▸ **Objective**
Can you turn the lines of the data, starting with the line that contains "[point] teeth (one" and running through the end, into a numbered list that skips any blank lines?

### Supplied data

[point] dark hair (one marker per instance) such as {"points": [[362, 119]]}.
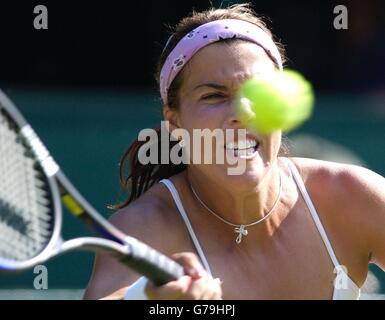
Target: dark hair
{"points": [[136, 177]]}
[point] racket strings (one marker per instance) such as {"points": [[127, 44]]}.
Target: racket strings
{"points": [[25, 205]]}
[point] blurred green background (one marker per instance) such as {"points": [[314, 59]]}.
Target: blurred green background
{"points": [[88, 131]]}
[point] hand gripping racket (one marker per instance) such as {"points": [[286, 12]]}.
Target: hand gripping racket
{"points": [[32, 189]]}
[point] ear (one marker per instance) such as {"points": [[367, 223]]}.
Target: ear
{"points": [[172, 116]]}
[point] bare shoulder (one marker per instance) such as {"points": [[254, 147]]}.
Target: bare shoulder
{"points": [[152, 218], [341, 179], [351, 202]]}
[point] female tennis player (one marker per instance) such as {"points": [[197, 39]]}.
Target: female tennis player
{"points": [[286, 228]]}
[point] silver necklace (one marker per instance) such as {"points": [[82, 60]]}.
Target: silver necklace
{"points": [[240, 229]]}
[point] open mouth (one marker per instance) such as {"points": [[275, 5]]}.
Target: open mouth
{"points": [[243, 148]]}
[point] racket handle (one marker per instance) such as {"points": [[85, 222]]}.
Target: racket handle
{"points": [[157, 267]]}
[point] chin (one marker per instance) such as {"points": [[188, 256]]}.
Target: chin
{"points": [[249, 180]]}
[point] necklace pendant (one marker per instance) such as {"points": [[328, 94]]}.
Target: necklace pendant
{"points": [[241, 230]]}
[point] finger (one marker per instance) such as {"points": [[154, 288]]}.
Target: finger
{"points": [[172, 290], [191, 263]]}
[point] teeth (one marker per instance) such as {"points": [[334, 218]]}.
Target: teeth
{"points": [[244, 144]]}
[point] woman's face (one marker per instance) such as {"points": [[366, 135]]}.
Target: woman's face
{"points": [[210, 82]]}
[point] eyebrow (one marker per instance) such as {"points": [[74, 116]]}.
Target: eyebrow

######

▸ **Output for this task**
1. [point] teeth (one marker per instance) such as {"points": [[334, 218]]}.
2. Target: teeth
3. {"points": [[244, 144]]}
4. [point] woman's face (one marker per instance) such as {"points": [[366, 135]]}.
5. Target: woman's face
6. {"points": [[210, 82]]}
7. [point] eyebrow (one marker per instance) such as {"points": [[74, 116]]}.
8. Target: eyebrow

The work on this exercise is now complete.